* _Excerpt provided_

=-=-=

The word conversion comes from Latin and means “to turn around.” Kathleen Norris writes of conversion in her book, Amazing Grace: A Vocabulary of Faith, in this way: Conversion. “It denotes a change of perspective but not of essence: a change of view but not location.” [1]
This echoes Plato (yeah, that guy), who wrote that “conversion is not implanting eyes, for they exist already; but giving them a right direction, which they have not.”
Growing up in the deep South, conversion meant something a little different, something a little more specific, and conversion experiences were a tried-and-true conversation starter. In these parts, we all too often ask, “What do you do for a living?” In those parts, we asked, “Do you know Jesus as your personal Lord and Savior?” Or more to the point, “Are you saved?”
These questions generally either elicited awkward silence (which would immediately put you on a prayer list) or a conversion story. The story of a day or even a moment where the decision was made to repent of one’s past life and follow Jesus Christ into a new life –often leading to Baptism, where one would be washed clean of previous sins and granted the gift of rebirth. Born again.
Scripture is full of conversion stories.
Consider Lydia.
A certain woman named Lydia, a worshiper of God, was listening to us . . . [and] The Lord opened her heart to listen eagerly (Acts 16:14).
We are told that Lydia was already a worshiper of God and was active in her worship when Paul and company came among them. She began to listen. And, over time, that listening migrated from head to heart. We are also told it was the Lord who opened her heart to listen. And that she was moved to seemingly immediate baptism and to action. This is conversion.
And now consider Paul. A prime example of conversion. Paul, who earlier in Scripture, was struck blind by an awesome light and a question on the lips of Jesus: Why do you persecute me? This moment changed his life completely and fueled his work as a missionary –a missionary for a religion that he, in his previous life, had persecuted. A missionary that ultimately brought his words to Lydia’s ears. This is conversion.
Conversion is dramatic and sudden, and it can also be subtle. It can happen in on a particular day, in a moment, and it can be a lifetime in the making and the claiming.
I’d like to share a story from Barbara Brown Taylor, a story that deeply resonates with my experience. In An Altar in the World, she writes:
Earlier in my life, I thought there was one particular thing I was supposed to do with my life. I thought that God had a purpose for me and my main job was to discover what it was. This thought heated up while I was in seminary, where I attended classes . . . with other students who knew exactly what they would do when they graduated. Upon request most of them could deliver articulate accounts of their calls to ministry . . .
I did not have a single clue what I would do when I graduated. I did not even belong to a church. So I began asking God to tell me what I was supposed to do. What was my designated purpose on this earth? How could I discover the vocation that had my name on it?
So, she prayed without ceasing, finally finding that an abandoned fire escape served as a marvelous place to ask her question of God. And she did. Again and again. She continues:
Then one night when my whole heart was open to hearing from God what I was supposed to do with my life, God said, “Anything that pleases you.”
“What?” I said, . . . “What kind of answer is that?”
“Do anything that pleases you,” the voice in my head said again, “and belong to me.”

=-=-=

* _Short task 1_
Using the passage on conversion, say whether each statement agrees with it. For each, give yes or no and quote the deciding words.
(a) The word conversion comes from Greek.
(b) Lydia was already a worshiper of God when Paul and company came among them.
(c) An abandoned fire escape served as a place to ask a question of God.
* _Short task 2_
Swap "seminary" for "divinity school" and write out the part of the passage on conversion that opens with the words containing "I’d like to" and closes with "ministry . . .".
Work only from the passage on conversion.

=-=-=

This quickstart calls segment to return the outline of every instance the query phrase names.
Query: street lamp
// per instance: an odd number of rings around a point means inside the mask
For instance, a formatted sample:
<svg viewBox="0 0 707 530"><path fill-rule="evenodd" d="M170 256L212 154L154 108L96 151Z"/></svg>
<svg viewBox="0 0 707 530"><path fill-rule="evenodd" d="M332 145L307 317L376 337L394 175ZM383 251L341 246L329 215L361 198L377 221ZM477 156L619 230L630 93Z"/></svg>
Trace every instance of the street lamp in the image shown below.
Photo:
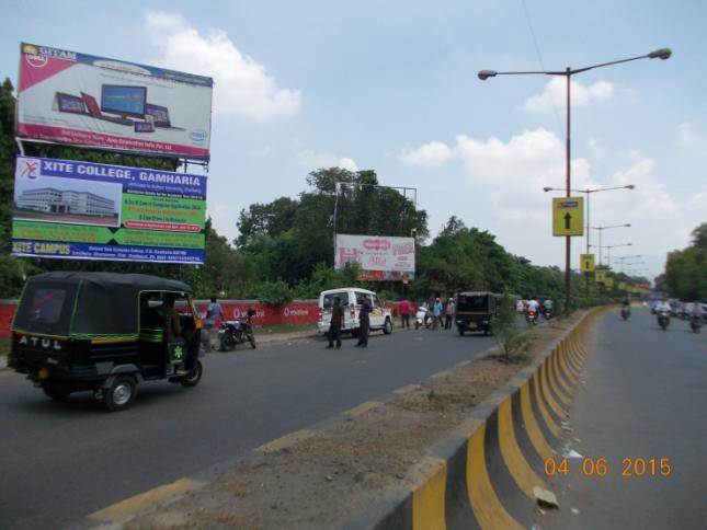
<svg viewBox="0 0 707 530"><path fill-rule="evenodd" d="M607 66L613 66L613 65L619 65L622 62L629 62L632 60L639 60L639 59L661 59L665 60L672 55L672 51L670 48L661 48L657 49L654 51L651 51L650 54L646 55L639 55L637 57L629 57L627 59L619 59L619 60L613 60L609 62L600 62L598 65L592 65L589 67L584 68L575 68L572 69L570 67L567 67L565 70L548 70L548 71L514 71L514 72L498 72L495 70L479 70L478 77L481 81L486 81L489 78L495 78L497 76L565 76L567 79L567 161L566 161L566 171L567 171L567 185L566 185L566 193L567 196L570 196L570 191L572 188L571 185L571 176L570 176L570 79L572 76L577 73L582 73L589 70L593 70L595 68L602 68L602 67L607 67ZM570 264L571 264L571 256L570 256L570 250L571 250L571 243L570 243L570 237L567 235L565 240L565 308L566 311L569 311L570 309L570 299L571 299L571 284L570 284Z"/></svg>
<svg viewBox="0 0 707 530"><path fill-rule="evenodd" d="M608 227L590 227L592 230L598 230L598 264L602 264L602 232L604 230L609 230L612 228L631 228L631 223L627 222L626 224L609 224ZM609 263L611 266L611 263Z"/></svg>
<svg viewBox="0 0 707 530"><path fill-rule="evenodd" d="M608 263L608 267L612 268L612 249L618 249L619 246L632 246L634 243L622 243L620 245L600 245L600 252L601 249L606 249L606 263Z"/></svg>
<svg viewBox="0 0 707 530"><path fill-rule="evenodd" d="M586 196L586 254L589 254L589 249L590 249L590 197L593 193L598 193L598 192L611 192L614 189L636 189L636 186L634 184L628 184L626 186L613 186L613 187L595 187L593 189L585 188L585 189L570 189L570 192L573 193L583 193ZM544 187L543 191L545 193L547 192L565 192L565 189L557 188L557 187ZM628 224L630 227L630 224ZM600 232L601 234L601 232ZM600 245L602 242L600 241Z"/></svg>

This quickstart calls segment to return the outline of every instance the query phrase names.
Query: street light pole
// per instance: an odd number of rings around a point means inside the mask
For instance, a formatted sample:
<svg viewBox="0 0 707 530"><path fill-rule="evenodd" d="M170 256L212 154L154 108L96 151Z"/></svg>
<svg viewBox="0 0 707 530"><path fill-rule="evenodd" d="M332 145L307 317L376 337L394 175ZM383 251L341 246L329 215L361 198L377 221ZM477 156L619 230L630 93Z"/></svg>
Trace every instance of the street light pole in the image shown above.
<svg viewBox="0 0 707 530"><path fill-rule="evenodd" d="M622 62L629 62L632 60L639 60L639 59L661 59L665 60L670 58L672 55L672 51L670 48L661 48L657 49L654 51L651 51L650 54L646 55L639 55L636 57L629 57L627 59L619 59L619 60L614 60L609 62L601 62L598 65L592 65L590 67L584 67L584 68L575 68L571 69L570 67L567 67L565 71L562 70L554 70L554 71L512 71L512 72L498 72L495 70L479 70L478 77L481 81L486 81L489 78L494 78L497 76L526 76L526 74L540 74L540 76L565 76L567 79L567 197L570 196L570 188L571 188L571 178L570 178L570 116L571 116L571 110L570 110L570 80L571 77L574 76L575 73L582 73L588 70L593 70L595 68L602 68L602 67L607 67L607 66L613 66L613 65L619 65ZM571 301L571 256L570 256L570 250L571 250L571 243L570 243L570 237L566 235L566 243L565 243L565 310L569 312L570 309L570 301Z"/></svg>
<svg viewBox="0 0 707 530"><path fill-rule="evenodd" d="M570 67L567 67L566 70L566 78L567 78L567 197L570 196L570 114L571 114L571 105L570 105L570 79L572 77L571 69ZM572 289L572 269L571 269L571 264L572 264L572 255L571 255L571 246L572 246L572 240L569 235L565 237L565 312L567 314L570 313L570 303L572 300L572 295L571 295L571 289Z"/></svg>

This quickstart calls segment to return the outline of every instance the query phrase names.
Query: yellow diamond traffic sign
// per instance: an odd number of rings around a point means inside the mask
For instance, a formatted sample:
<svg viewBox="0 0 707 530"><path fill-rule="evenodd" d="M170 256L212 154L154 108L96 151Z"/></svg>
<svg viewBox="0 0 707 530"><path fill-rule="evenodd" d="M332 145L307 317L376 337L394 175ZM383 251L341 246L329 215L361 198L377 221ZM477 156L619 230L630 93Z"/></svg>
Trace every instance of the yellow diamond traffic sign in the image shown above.
<svg viewBox="0 0 707 530"><path fill-rule="evenodd" d="M582 273L594 272L594 254L580 254L580 263L582 266Z"/></svg>
<svg viewBox="0 0 707 530"><path fill-rule="evenodd" d="M552 235L584 235L584 197L552 198Z"/></svg>

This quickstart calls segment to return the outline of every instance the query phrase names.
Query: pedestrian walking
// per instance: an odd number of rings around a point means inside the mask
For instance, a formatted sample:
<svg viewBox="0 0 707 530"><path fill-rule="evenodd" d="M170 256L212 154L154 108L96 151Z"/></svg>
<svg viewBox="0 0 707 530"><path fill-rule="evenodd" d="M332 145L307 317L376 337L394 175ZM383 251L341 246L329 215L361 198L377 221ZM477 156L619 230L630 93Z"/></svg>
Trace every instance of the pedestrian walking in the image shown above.
<svg viewBox="0 0 707 530"><path fill-rule="evenodd" d="M410 330L410 302L406 299L400 302L401 327Z"/></svg>
<svg viewBox="0 0 707 530"><path fill-rule="evenodd" d="M216 325L217 319L224 319L224 310L221 304L216 301L216 297L212 297L208 306L206 306L206 318L204 319L204 338L206 343L206 352L212 350L212 330Z"/></svg>
<svg viewBox="0 0 707 530"><path fill-rule="evenodd" d="M370 306L370 300L368 296L363 297L361 302L361 310L358 311L358 344L356 346L361 348L368 347L368 331L370 330L370 311L373 311L373 306Z"/></svg>
<svg viewBox="0 0 707 530"><path fill-rule="evenodd" d="M327 349L334 347L334 341L337 341L337 349L341 349L341 324L343 320L344 308L341 306L339 297L334 297L334 302L331 307L331 320L329 321L329 346L327 346Z"/></svg>
<svg viewBox="0 0 707 530"><path fill-rule="evenodd" d="M442 331L442 301L437 298L432 306L432 331L440 330Z"/></svg>
<svg viewBox="0 0 707 530"><path fill-rule="evenodd" d="M445 330L452 330L452 322L454 321L454 298L449 298L447 301L447 307L445 308L445 314L444 314L444 329Z"/></svg>

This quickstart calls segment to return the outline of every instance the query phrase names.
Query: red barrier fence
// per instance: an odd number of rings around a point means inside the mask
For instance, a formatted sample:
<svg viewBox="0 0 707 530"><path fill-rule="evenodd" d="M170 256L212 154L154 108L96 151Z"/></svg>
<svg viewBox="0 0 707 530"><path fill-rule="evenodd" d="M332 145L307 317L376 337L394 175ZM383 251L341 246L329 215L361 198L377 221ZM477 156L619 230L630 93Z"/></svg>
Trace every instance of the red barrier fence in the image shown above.
<svg viewBox="0 0 707 530"><path fill-rule="evenodd" d="M196 308L206 314L207 301L197 300ZM255 310L254 325L301 325L316 324L319 320L319 307L316 300L300 300L283 306L269 306L258 300L219 300L224 316L228 320L244 318L249 309ZM18 300L0 300L0 337L10 336L10 326L14 318ZM217 325L220 322L217 321Z"/></svg>
<svg viewBox="0 0 707 530"><path fill-rule="evenodd" d="M197 300L195 303L202 318L205 316L208 301ZM298 300L283 306L269 306L258 300L219 300L219 303L227 320L246 318L248 310L254 309L253 324L258 326L316 324L319 320L317 300ZM10 336L10 326L16 306L18 300L0 300L0 337ZM386 303L394 316L399 315L398 306L399 302ZM413 306L412 314L414 314L414 310ZM216 325L219 323L220 319L216 321Z"/></svg>

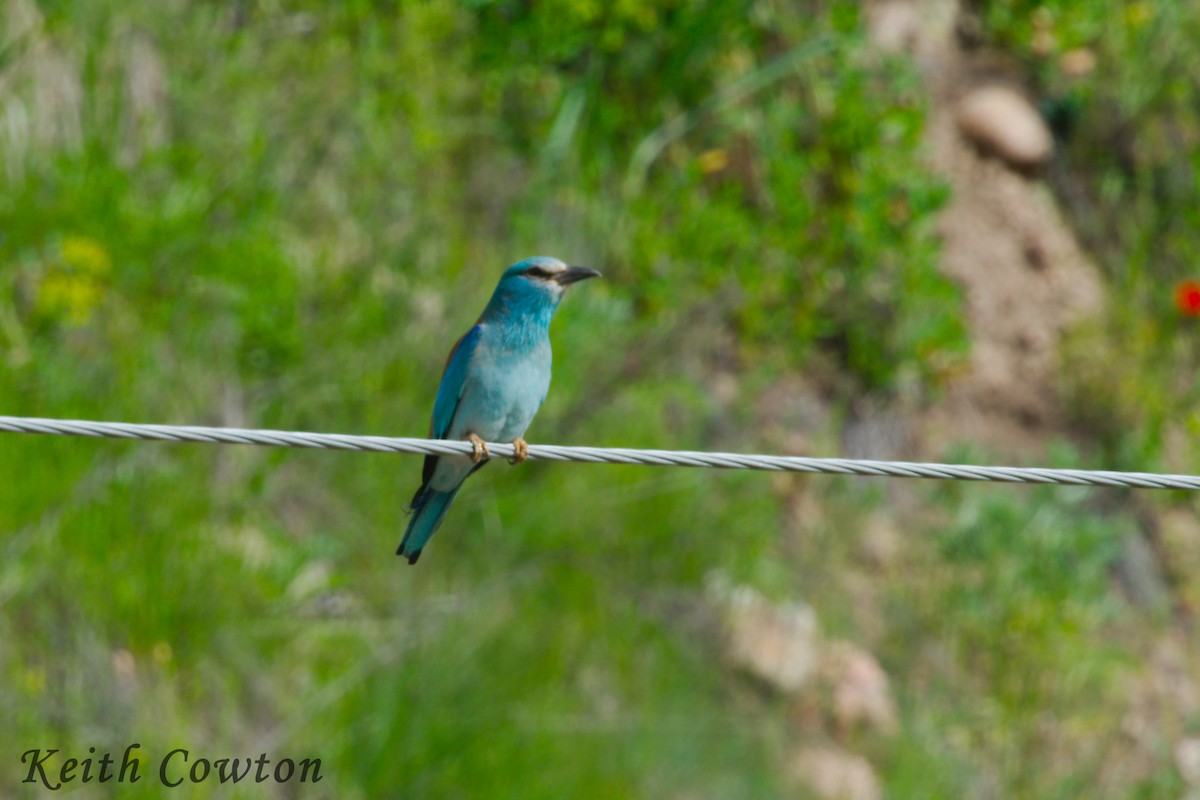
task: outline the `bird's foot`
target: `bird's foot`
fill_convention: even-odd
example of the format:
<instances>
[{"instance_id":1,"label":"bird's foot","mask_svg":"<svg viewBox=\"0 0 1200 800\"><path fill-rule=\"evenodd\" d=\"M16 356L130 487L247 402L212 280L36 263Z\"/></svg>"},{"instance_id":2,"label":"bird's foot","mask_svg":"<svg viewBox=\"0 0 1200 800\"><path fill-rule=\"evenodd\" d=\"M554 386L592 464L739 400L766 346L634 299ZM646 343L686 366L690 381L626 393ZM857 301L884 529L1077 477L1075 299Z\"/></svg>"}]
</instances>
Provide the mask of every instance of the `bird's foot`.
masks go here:
<instances>
[{"instance_id":1,"label":"bird's foot","mask_svg":"<svg viewBox=\"0 0 1200 800\"><path fill-rule=\"evenodd\" d=\"M470 459L476 464L486 458L491 458L492 453L487 452L487 443L480 439L474 433L467 434L467 441L470 443Z\"/></svg>"}]
</instances>

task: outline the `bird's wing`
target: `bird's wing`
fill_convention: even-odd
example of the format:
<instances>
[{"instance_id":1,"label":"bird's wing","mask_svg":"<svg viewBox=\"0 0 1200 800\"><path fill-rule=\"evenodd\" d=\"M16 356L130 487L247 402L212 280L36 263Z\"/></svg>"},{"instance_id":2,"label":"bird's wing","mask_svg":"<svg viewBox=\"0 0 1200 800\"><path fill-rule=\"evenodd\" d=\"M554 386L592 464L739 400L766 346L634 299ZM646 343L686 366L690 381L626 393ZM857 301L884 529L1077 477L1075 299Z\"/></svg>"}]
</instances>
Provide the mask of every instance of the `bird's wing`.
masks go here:
<instances>
[{"instance_id":1,"label":"bird's wing","mask_svg":"<svg viewBox=\"0 0 1200 800\"><path fill-rule=\"evenodd\" d=\"M475 354L475 345L479 344L481 332L482 325L475 325L463 333L450 350L446 366L442 371L438 398L433 401L433 422L430 425L431 439L444 439L446 432L450 431L450 423L454 422L454 415L458 410L458 401L462 399L463 387L467 385L467 369L470 367L470 359ZM437 467L437 456L425 457L425 464L421 468L421 488L416 491L418 497L433 477L433 470Z\"/></svg>"}]
</instances>

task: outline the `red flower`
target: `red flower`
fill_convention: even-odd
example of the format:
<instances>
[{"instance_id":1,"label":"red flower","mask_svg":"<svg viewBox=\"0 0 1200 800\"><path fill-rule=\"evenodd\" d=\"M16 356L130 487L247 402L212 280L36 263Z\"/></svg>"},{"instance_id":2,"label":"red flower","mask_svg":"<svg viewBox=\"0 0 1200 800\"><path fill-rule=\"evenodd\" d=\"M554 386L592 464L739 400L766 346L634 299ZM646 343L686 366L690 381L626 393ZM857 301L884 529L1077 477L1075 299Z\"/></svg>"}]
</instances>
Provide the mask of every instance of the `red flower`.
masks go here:
<instances>
[{"instance_id":1,"label":"red flower","mask_svg":"<svg viewBox=\"0 0 1200 800\"><path fill-rule=\"evenodd\" d=\"M1188 317L1200 317L1200 282L1184 281L1175 287L1175 307Z\"/></svg>"}]
</instances>

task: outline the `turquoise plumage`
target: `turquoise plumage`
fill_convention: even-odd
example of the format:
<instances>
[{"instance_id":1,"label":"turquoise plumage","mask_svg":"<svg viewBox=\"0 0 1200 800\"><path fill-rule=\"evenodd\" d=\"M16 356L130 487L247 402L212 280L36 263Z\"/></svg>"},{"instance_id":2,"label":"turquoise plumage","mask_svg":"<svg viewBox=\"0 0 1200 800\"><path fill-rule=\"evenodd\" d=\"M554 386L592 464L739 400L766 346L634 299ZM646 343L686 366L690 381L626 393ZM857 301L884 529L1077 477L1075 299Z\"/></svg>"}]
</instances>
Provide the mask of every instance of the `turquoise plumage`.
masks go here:
<instances>
[{"instance_id":1,"label":"turquoise plumage","mask_svg":"<svg viewBox=\"0 0 1200 800\"><path fill-rule=\"evenodd\" d=\"M433 402L434 439L466 439L468 456L426 456L397 555L416 564L462 482L487 463L487 441L511 441L524 461L526 429L550 390L550 320L566 288L600 273L535 257L510 266L479 321L458 339Z\"/></svg>"}]
</instances>

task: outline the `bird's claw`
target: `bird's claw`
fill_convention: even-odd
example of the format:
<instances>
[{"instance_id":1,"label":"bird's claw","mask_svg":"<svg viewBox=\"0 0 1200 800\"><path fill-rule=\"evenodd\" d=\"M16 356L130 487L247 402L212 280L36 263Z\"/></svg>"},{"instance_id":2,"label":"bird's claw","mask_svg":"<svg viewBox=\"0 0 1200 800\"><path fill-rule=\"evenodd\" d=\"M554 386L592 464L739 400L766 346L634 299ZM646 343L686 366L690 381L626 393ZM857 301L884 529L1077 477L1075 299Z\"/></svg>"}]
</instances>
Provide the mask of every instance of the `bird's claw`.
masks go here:
<instances>
[{"instance_id":1,"label":"bird's claw","mask_svg":"<svg viewBox=\"0 0 1200 800\"><path fill-rule=\"evenodd\" d=\"M467 434L467 441L470 443L470 459L476 464L485 458L491 458L492 453L487 452L487 443L480 439L474 433Z\"/></svg>"}]
</instances>

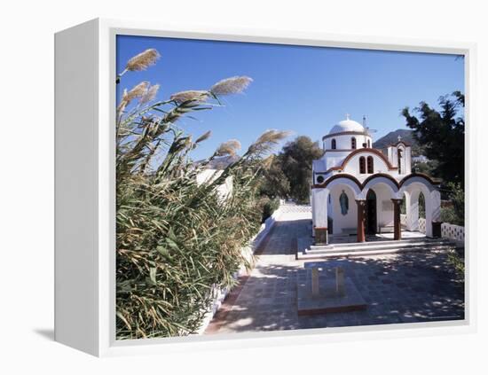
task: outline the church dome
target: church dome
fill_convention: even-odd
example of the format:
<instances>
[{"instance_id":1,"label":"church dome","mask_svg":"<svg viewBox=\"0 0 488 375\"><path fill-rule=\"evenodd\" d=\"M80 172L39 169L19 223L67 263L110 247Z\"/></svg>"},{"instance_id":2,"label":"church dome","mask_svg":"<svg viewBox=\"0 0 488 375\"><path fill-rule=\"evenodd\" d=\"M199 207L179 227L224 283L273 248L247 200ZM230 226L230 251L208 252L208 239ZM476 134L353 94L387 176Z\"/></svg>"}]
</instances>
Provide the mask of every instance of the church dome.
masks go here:
<instances>
[{"instance_id":1,"label":"church dome","mask_svg":"<svg viewBox=\"0 0 488 375\"><path fill-rule=\"evenodd\" d=\"M365 128L359 122L350 120L349 116L346 117L346 120L342 120L335 124L328 134L343 133L345 131L365 131Z\"/></svg>"}]
</instances>

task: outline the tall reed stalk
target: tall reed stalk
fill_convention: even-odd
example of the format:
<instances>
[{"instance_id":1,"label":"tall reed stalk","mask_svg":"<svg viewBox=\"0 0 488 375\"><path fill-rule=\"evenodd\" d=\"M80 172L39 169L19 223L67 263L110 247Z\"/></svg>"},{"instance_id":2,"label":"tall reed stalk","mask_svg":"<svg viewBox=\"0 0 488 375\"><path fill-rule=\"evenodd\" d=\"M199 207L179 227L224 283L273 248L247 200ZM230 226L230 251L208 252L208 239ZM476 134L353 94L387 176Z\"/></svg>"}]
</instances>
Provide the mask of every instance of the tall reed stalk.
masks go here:
<instances>
[{"instance_id":1,"label":"tall reed stalk","mask_svg":"<svg viewBox=\"0 0 488 375\"><path fill-rule=\"evenodd\" d=\"M155 50L131 59L130 71L155 63ZM195 141L177 126L199 111L221 106L220 98L242 92L248 77L223 80L207 90L157 98L159 86L141 82L123 91L116 124L116 336L139 339L195 332L215 287L232 286L233 275L251 264L241 252L256 233L261 213L257 187L262 158L286 137L268 130L220 176L197 184L216 158L234 155L240 144L223 144L208 159L189 154ZM228 177L232 191L219 196Z\"/></svg>"}]
</instances>

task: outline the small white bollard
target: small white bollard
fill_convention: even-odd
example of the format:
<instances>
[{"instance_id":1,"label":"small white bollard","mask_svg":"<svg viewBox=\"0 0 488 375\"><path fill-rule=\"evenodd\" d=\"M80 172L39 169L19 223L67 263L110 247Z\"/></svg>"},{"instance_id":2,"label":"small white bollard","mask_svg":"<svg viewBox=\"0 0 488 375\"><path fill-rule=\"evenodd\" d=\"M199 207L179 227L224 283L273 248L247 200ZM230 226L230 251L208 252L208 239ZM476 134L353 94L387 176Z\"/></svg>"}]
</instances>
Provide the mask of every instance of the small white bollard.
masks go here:
<instances>
[{"instance_id":1,"label":"small white bollard","mask_svg":"<svg viewBox=\"0 0 488 375\"><path fill-rule=\"evenodd\" d=\"M335 268L335 293L339 296L343 296L345 294L344 270L341 267Z\"/></svg>"},{"instance_id":2,"label":"small white bollard","mask_svg":"<svg viewBox=\"0 0 488 375\"><path fill-rule=\"evenodd\" d=\"M316 297L319 293L319 269L311 269L311 295Z\"/></svg>"}]
</instances>

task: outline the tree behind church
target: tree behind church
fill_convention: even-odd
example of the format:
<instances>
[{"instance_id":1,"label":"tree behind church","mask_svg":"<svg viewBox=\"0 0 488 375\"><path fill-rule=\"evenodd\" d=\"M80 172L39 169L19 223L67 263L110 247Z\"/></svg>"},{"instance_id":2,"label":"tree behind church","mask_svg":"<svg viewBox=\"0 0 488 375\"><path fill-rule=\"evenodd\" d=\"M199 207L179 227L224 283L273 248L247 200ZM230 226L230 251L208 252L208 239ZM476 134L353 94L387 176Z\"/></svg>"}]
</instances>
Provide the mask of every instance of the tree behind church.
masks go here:
<instances>
[{"instance_id":1,"label":"tree behind church","mask_svg":"<svg viewBox=\"0 0 488 375\"><path fill-rule=\"evenodd\" d=\"M310 200L311 162L319 159L322 153L319 144L305 136L297 137L285 145L278 160L289 182L289 198L301 203Z\"/></svg>"},{"instance_id":2,"label":"tree behind church","mask_svg":"<svg viewBox=\"0 0 488 375\"><path fill-rule=\"evenodd\" d=\"M414 108L402 110L406 125L423 148L425 156L437 162L432 173L445 182L464 185L464 95L455 91L439 98L440 111L426 102Z\"/></svg>"}]
</instances>

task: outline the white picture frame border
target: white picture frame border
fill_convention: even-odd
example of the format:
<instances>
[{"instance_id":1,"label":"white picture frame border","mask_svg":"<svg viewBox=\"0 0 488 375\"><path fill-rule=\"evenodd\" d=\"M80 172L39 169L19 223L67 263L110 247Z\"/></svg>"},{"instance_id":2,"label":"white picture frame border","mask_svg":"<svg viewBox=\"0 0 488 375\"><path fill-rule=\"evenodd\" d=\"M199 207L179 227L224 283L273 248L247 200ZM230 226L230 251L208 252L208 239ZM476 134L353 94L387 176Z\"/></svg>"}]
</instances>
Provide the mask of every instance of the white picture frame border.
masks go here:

=-=-=

* _Finished answer 1_
(a) No: "The word conversion comes from Latin and means “to turn around.”"
(b) Yes: "We are told that Lydia was already a worshiper of God and was active in her worship when Paul and company came among them."
(c) Yes: "finally finding that an abandoned fire escape served as a marvelous place to ask her question of God."

* _Finished answer 2_
I’d like to share a story from Barbara Brown Taylor, a story that deeply resonates with my experience. In An Altar in the World, she writes:
Earlier in my life, I thought there was one particular thing I was supposed to do with my life. I thought that God had a purpose for me and my main job was to discover what it was. This thought heated up while I was in divinity school, where I attended classes . . . with other students who knew exactly what they would do when they graduated. Upon request most of them could deliver articulate accounts of their calls to ministry . . .